Render the lines from the one containing "like x=9, y=321." through the one containing "x=318, y=77", inclusive, as a Markdown table with the columns Row and Line, omitting any blank lines.

## Data for this task
++++++

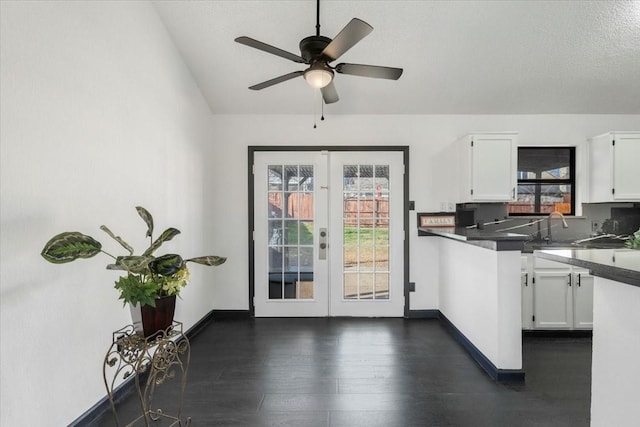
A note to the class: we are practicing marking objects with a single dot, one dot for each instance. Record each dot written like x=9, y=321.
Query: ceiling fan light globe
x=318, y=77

++++++

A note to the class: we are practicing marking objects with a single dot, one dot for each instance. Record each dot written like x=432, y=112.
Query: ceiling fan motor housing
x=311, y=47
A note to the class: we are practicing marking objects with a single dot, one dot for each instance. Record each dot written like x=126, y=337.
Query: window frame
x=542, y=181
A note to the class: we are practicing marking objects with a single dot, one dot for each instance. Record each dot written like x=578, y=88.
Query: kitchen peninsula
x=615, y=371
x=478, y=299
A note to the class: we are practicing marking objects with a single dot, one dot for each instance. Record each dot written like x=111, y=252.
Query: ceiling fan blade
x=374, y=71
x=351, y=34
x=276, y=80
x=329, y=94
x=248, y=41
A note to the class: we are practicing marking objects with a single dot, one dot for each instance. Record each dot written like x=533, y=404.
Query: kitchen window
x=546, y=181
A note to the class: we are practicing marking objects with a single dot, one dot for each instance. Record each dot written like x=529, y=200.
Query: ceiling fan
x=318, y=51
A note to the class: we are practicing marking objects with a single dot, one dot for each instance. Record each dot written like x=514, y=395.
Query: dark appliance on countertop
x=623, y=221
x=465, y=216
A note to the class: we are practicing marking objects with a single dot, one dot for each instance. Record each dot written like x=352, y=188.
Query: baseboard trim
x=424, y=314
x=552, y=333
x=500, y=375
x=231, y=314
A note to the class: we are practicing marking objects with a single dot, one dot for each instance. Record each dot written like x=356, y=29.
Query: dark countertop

++++++

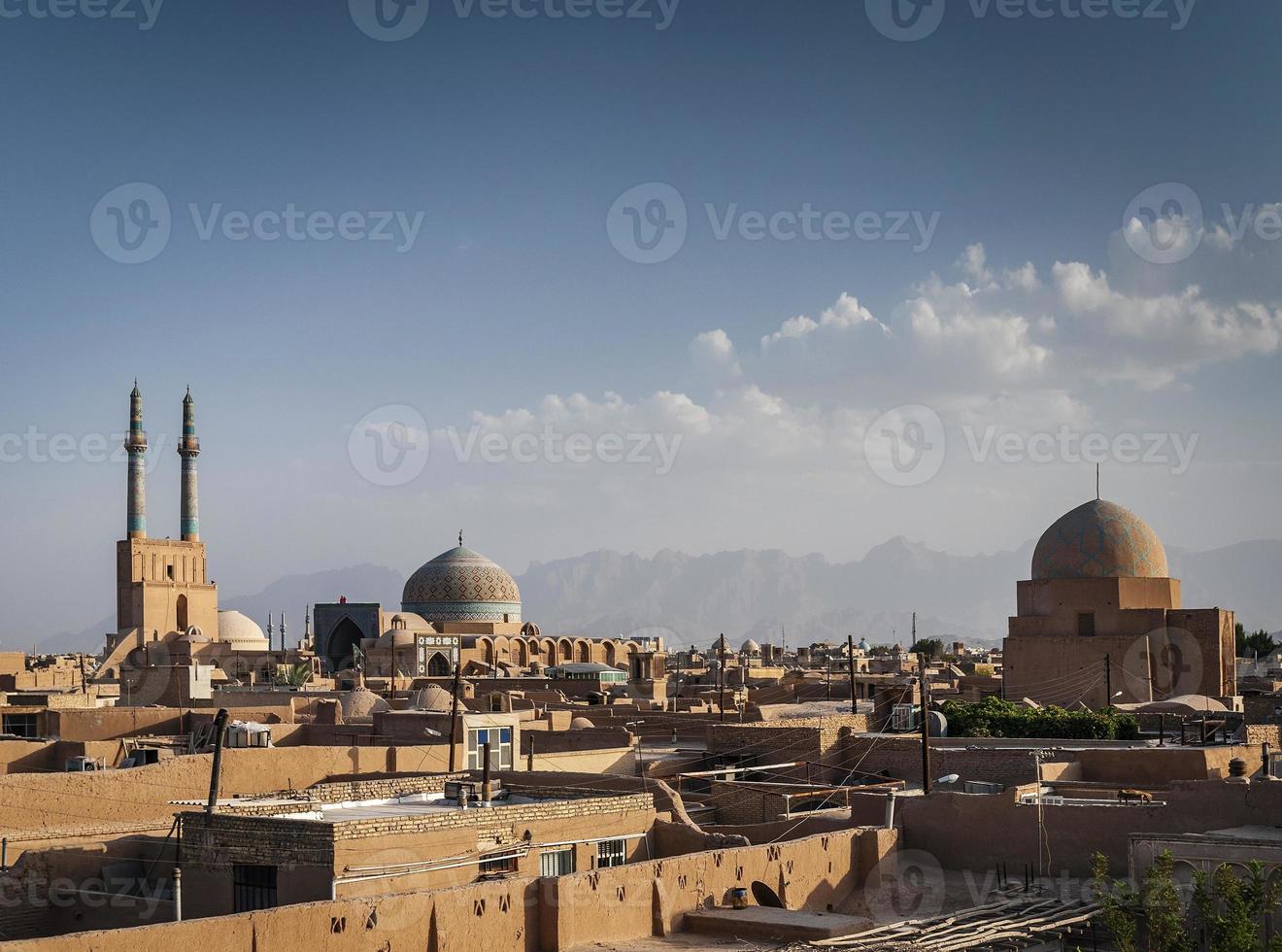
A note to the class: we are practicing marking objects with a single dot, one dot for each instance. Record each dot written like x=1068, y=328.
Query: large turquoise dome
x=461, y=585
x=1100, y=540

++++++

## Task output
| Row | Line |
|---|---|
| 1 | A note to the class: we are practicing marking objects with a single dot, one dot for each instance. Record each dot written like x=9, y=321. |
| 2 | Query: ceiling fan light globe |
| 3 | x=318, y=77 |